* [Aim of the exercise]:
Please write out all of the records below again, substituting "Place a marker" for every "Drop a point" and changing nothing else. Leave the pictures out.

* [Provided material]:

::::::::::

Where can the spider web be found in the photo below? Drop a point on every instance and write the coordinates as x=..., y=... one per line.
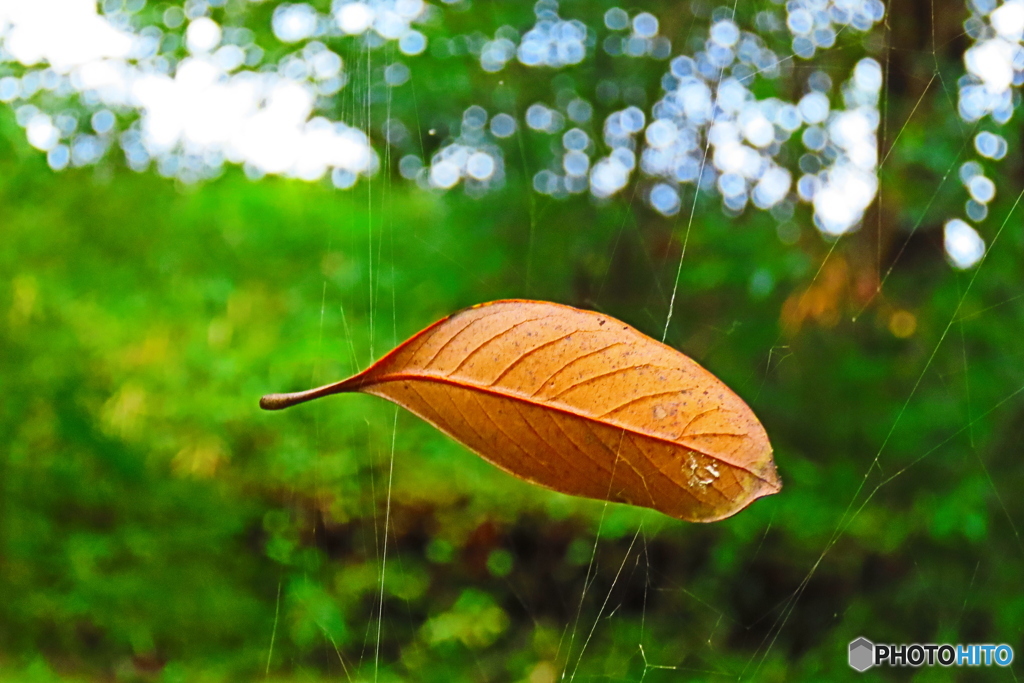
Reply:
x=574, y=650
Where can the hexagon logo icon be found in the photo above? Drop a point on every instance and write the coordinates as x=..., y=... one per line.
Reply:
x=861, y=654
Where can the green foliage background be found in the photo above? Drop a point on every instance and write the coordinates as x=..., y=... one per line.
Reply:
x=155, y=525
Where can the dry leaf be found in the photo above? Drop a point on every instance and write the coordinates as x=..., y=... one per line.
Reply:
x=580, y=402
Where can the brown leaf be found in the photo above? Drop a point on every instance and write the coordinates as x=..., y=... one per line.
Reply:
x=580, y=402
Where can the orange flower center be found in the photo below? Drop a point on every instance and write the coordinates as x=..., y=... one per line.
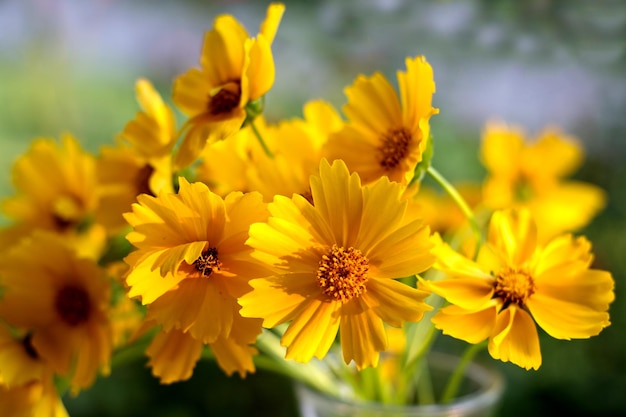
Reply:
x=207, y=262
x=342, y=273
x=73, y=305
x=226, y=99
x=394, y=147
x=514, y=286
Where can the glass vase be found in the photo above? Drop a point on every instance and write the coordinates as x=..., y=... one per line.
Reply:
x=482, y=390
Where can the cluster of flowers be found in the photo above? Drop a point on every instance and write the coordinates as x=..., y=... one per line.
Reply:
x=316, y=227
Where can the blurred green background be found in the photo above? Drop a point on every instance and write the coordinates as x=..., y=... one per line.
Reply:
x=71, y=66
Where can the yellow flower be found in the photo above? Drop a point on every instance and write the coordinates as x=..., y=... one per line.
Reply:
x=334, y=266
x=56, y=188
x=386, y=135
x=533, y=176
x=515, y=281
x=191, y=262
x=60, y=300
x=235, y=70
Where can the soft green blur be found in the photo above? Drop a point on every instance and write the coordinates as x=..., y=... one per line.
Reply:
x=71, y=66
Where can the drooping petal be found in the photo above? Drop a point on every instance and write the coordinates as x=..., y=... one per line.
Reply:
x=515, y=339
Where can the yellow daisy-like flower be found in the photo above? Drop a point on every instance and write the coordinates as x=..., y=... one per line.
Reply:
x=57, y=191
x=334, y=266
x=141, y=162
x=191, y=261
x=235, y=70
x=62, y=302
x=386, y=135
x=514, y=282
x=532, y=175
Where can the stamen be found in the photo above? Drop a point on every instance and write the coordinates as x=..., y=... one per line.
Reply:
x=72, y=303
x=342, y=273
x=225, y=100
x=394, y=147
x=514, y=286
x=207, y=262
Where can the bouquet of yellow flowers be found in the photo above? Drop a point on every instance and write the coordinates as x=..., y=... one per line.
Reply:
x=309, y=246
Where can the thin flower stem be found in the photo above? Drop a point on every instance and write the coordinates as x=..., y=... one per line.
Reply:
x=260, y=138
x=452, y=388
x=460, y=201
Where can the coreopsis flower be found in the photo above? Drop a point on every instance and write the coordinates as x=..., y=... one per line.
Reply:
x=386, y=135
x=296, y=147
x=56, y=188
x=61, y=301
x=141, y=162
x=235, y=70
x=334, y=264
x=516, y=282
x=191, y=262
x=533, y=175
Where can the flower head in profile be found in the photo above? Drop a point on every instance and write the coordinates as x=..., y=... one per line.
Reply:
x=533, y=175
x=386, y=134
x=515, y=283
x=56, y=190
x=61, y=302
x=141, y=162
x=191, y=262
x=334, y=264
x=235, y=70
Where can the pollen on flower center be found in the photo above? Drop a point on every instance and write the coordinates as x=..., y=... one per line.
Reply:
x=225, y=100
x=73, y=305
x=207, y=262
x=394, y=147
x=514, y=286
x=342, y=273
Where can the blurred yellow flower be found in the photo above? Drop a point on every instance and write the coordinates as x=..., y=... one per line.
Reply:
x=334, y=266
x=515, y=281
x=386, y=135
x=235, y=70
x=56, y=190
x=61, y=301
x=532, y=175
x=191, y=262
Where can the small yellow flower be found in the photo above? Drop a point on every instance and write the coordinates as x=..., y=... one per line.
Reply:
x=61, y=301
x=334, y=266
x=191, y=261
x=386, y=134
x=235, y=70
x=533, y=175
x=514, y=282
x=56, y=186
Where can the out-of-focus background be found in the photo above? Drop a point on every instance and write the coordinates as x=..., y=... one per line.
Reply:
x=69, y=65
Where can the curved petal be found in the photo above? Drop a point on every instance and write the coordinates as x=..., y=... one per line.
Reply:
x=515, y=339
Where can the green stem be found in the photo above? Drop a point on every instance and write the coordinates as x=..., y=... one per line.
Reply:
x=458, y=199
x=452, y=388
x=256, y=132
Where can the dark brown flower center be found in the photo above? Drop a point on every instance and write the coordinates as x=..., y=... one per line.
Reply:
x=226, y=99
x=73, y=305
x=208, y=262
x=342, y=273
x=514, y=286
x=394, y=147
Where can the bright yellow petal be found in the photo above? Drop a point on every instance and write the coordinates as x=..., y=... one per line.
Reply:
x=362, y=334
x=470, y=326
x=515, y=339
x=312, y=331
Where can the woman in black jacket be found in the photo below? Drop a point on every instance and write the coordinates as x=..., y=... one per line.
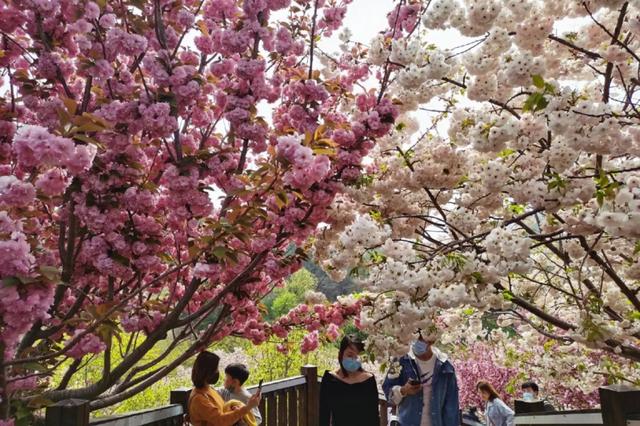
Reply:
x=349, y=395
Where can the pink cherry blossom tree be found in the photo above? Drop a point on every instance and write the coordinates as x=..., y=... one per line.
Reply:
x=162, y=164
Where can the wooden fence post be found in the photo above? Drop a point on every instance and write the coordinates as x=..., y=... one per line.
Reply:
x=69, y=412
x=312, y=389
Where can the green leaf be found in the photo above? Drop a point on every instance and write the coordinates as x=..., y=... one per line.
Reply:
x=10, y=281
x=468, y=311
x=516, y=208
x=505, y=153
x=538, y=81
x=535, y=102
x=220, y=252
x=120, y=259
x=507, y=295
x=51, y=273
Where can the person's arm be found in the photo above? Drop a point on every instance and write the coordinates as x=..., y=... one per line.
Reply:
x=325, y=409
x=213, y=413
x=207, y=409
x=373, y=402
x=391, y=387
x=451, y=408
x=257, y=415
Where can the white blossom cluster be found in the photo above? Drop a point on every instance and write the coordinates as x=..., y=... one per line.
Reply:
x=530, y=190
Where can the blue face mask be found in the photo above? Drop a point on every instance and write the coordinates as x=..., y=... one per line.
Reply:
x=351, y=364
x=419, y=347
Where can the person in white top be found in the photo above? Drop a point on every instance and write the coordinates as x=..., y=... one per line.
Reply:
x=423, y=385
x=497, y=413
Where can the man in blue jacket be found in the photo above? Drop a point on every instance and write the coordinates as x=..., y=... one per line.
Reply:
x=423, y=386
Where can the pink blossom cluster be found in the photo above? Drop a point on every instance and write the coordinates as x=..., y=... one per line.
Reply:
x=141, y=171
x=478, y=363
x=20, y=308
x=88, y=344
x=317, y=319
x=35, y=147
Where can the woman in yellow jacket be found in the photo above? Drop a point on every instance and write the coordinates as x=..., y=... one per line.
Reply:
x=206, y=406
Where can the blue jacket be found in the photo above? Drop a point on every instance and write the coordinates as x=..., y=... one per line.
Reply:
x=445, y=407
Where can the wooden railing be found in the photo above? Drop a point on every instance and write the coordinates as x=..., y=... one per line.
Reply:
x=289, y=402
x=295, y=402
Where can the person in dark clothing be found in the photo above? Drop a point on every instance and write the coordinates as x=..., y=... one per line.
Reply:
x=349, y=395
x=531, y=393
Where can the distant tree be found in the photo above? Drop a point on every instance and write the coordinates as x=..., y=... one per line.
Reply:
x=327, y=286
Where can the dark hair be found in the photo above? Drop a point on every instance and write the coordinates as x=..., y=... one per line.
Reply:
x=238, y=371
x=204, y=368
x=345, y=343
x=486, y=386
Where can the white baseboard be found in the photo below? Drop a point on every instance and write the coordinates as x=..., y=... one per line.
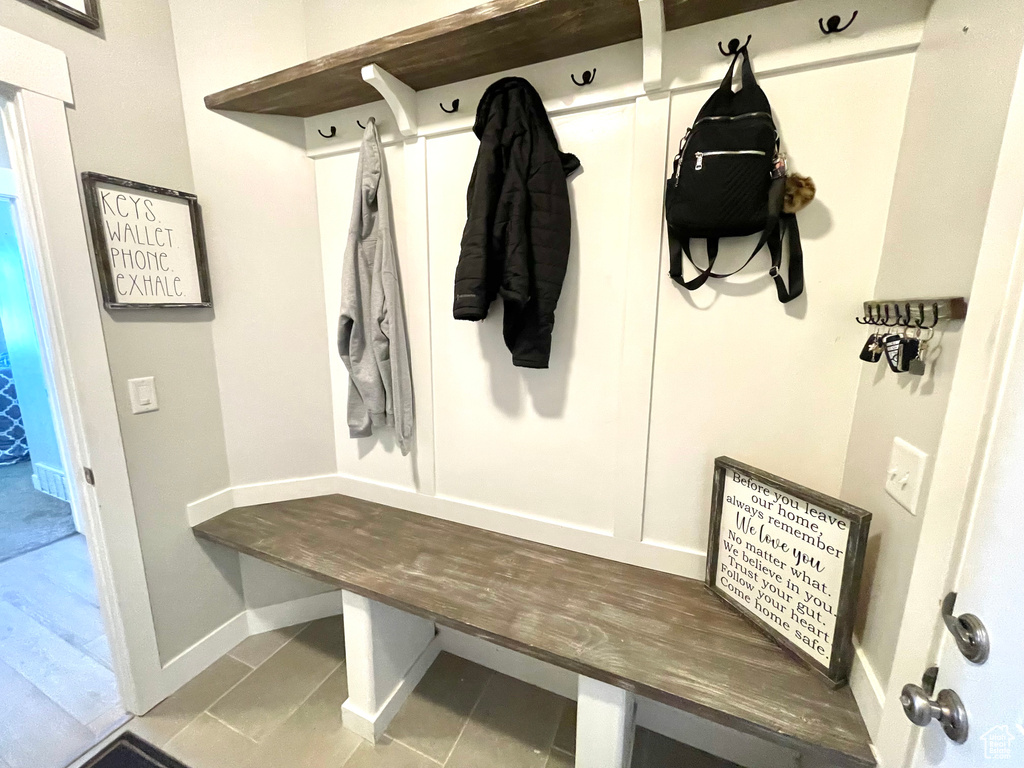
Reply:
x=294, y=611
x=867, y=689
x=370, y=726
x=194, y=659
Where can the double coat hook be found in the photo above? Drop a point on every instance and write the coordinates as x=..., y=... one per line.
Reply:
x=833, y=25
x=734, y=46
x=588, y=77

::::::::::

* [Complete answer]:
Where can the spider web be found in the photo below? Place a marker on every instance and write the coordinates as x=..., y=... one per line.
Reply:
x=574, y=650
Where can the hexagon logo icon be found in the photo above? Place a marker on every instance and write the coordinates as x=..., y=... one per line.
Reply:
x=861, y=654
Where can the green foliage background be found in the photo above? Place a marker on every instance and write the coordinates as x=..., y=... one per line.
Reply:
x=155, y=525
Where can the dry leaf be found in the photo above? Place a marker on every instance and write the coordinates as x=..., y=... one per line.
Reply:
x=580, y=402
Where can the brown leaf be found in the photo above? Place a marker on every instance and write the coordinates as x=..., y=... one per line.
Reply:
x=580, y=402
Where can the orange flower center be found in the photo below? Place a marker on every instance and write the coordinates as x=..., y=... one per line.
Reply:
x=207, y=262
x=342, y=273
x=73, y=305
x=226, y=99
x=394, y=147
x=514, y=286
Where can the glass vase be found in the photo above? Place a marker on every instance and write the coordinates as x=..., y=... one per line.
Reply:
x=482, y=390
Where can the cluster of flowers be found in the photo above? Place a marker on every instance and write the coordinates as x=..., y=... one per line.
Reply:
x=316, y=227
Where can the blurred green background be found in the photo above? Place a marker on every instance and write the coordinates as x=..., y=... one per line.
Reply:
x=71, y=66
Where can the yellow flower be found in the photo above? Place a marker on every instance and write the coordinates as x=..., y=... one per line.
Reply:
x=334, y=266
x=56, y=188
x=386, y=135
x=533, y=176
x=515, y=281
x=191, y=262
x=60, y=300
x=235, y=70
Where can the soft green blur be found in the photo above? Place a marker on every instance and write the coordinates as x=..., y=... one per line.
Reply:
x=71, y=66
Where can the drooping petal be found in the photo above? Place a marker on every instance and write the coordinates as x=..., y=... one per line.
Reply:
x=515, y=339
Where can the yellow daisy-like flower be found in the photo above? Place a marker on every instance and write the coordinates as x=..., y=... one per line.
Reply:
x=57, y=191
x=334, y=266
x=141, y=162
x=191, y=261
x=235, y=70
x=62, y=302
x=386, y=135
x=514, y=282
x=532, y=175
Where can the stamen be found in the photo above? Place a marker on every instance and write the coordinates as x=..., y=... one per line.
Reply:
x=72, y=303
x=342, y=273
x=225, y=100
x=394, y=147
x=514, y=286
x=207, y=262
Where can the bouquet of yellow flowers be found in the photo above? Place a marker on every instance and write the coordinates as x=..., y=... one per line.
Reply:
x=309, y=246
Where can the thin flower stem be found in the photo above? Place a marker on every instance and write the coordinates as x=..., y=... one per line.
Reply:
x=260, y=138
x=452, y=388
x=460, y=201
Where can the coreopsis flower be found in the photo above? Place a marker on every instance and write the coordinates as x=..., y=... one per line.
Reply:
x=386, y=135
x=296, y=147
x=56, y=188
x=61, y=301
x=141, y=162
x=235, y=70
x=334, y=264
x=516, y=282
x=191, y=262
x=533, y=175
Where can the flower head in profile be found in the photo above? Place a marker on every instance and write the coordinates as x=..., y=... one per line.
Reply:
x=533, y=175
x=386, y=134
x=515, y=283
x=56, y=190
x=61, y=302
x=141, y=162
x=191, y=262
x=334, y=264
x=235, y=70
Where can the pollen on flower center be found in the photo above? Place a marker on every instance and write the coordinates as x=..., y=... one per line.
Reply:
x=225, y=100
x=73, y=305
x=207, y=262
x=394, y=147
x=514, y=286
x=342, y=273
Where can the blurred yellow flower be found in the photo above? Place a marker on every instance and write the coordinates as x=..., y=... one per line.
Reply:
x=334, y=266
x=515, y=281
x=386, y=135
x=235, y=70
x=56, y=190
x=61, y=301
x=532, y=175
x=191, y=262
Where can the small yellow flower be found in the photo above? Place a marker on every instance and write the coordinates as x=..., y=... one per line.
Reply:
x=61, y=301
x=334, y=266
x=191, y=261
x=386, y=134
x=235, y=70
x=533, y=175
x=514, y=282
x=56, y=186
Where can the out-of-focus background be found in the photo above? Place a marker on every instance and write the coordinates as x=..., y=... one per line.
Reply:
x=69, y=65
Where can the curved petal be found in the photo above? Place a marker on every instance and write the coordinates as x=..., y=... one per line.
Reply:
x=515, y=339
Where can the green stem be found in the photo above? Place a marker on every instance and write the coordinates as x=..., y=... one per line.
Reply:
x=458, y=199
x=452, y=388
x=256, y=132
Where can the dark brown flower center be found in the photo above? Place a marker on every instance and write the coordinates as x=..., y=... one per line.
Reply:
x=226, y=99
x=73, y=305
x=208, y=262
x=342, y=273
x=514, y=286
x=394, y=147
Where can the bright yellow petal be found in the photo above? Place a marker on every instance and write the coordinates as x=..., y=... one per line.
Reply:
x=362, y=334
x=470, y=326
x=515, y=339
x=312, y=331
Where can the woman in black jacket be found in the photo below? Place a marker on every instance and write the coordinates as x=..., y=... one per line.
Reply:
x=349, y=395
Where can the pink cherry blossom tree be found in the photo above? Place a marker on every instance and write the coordinates as x=..., y=... one per line.
Reply:
x=162, y=164
Where can the wooden fence post be found in the photo above? Place a marker on every instance and write the coordinates as x=..., y=... one per line.
Reply:
x=69, y=412
x=312, y=389
Where can the green leaf be found in the photo above? Place a marker on every instance and write the coordinates as x=..., y=... one per line.
Reply:
x=10, y=281
x=468, y=311
x=516, y=208
x=505, y=153
x=538, y=81
x=535, y=102
x=220, y=252
x=120, y=259
x=507, y=295
x=51, y=273
Where can the person's arm be found in the photo above? Place a marker on every instance and write the coordinates as x=..., y=... one per line.
Reply:
x=325, y=409
x=213, y=413
x=207, y=409
x=373, y=402
x=391, y=387
x=451, y=408
x=257, y=415
Where can the white blossom cluster be found in the photo above? Place a marker on every instance and write the coordinates as x=..., y=... one per line.
Reply:
x=530, y=190
Where can the blue face mask be found in the photo above? Place a marker on every instance and write the coordinates as x=..., y=... one per line.
Reply:
x=351, y=364
x=419, y=347
Where can the person in white top be found in the photo above? Place a marker on every instance and write the coordinates as x=..., y=... one per line.
Reply:
x=423, y=385
x=497, y=413
Where can the man in blue jacket be found in the photo above? Place a marker on every instance and write the coordinates as x=..., y=... one per line.
Reply:
x=423, y=386
Where can the pink blossom cluster be found in the photo above? Place a marker on every instance and write the coordinates as x=..., y=... one per line.
Reply:
x=141, y=171
x=478, y=363
x=20, y=308
x=88, y=344
x=317, y=319
x=35, y=147
Where can the woman in yellow jacket be found in the photo above? Place a marker on every instance and write the coordinates as x=..., y=... one per line.
Reply:
x=206, y=406
Where can the blue jacket be found in the photo above? Place a marker on every instance and write the coordinates as x=..., y=... one per line.
Reply:
x=445, y=407
Where can the wooden railing be found in the photo above? Place a marker on every instance and write the coordinates as x=..., y=... one per line.
Reply:
x=289, y=402
x=295, y=402
Where can the person in dark clothing be found in the photo above? Place a marker on every instance and write the coordinates as x=..., y=... one per line.
Reply:
x=349, y=395
x=531, y=393
Where can the distant tree be found in the photo above? Place a marker on every instance and write the coordinates as x=..., y=... one per line.
Reply:
x=327, y=286
Where can the dark hair be found in the photo above? Place a marker on every instance and write the coordinates as x=..., y=... one per line.
Reply:
x=238, y=371
x=204, y=368
x=345, y=343
x=486, y=386
Where can the white baseboard be found in the photo below? Place a marker on every instance and write the coordinates as x=..., y=... one per line.
Reply:
x=294, y=611
x=867, y=689
x=370, y=726
x=194, y=659
Where can the double coat hook be found in the photo above? Place a marker on every instance and write the coordinates as x=..., y=... one per line.
Reply:
x=833, y=25
x=734, y=46
x=588, y=77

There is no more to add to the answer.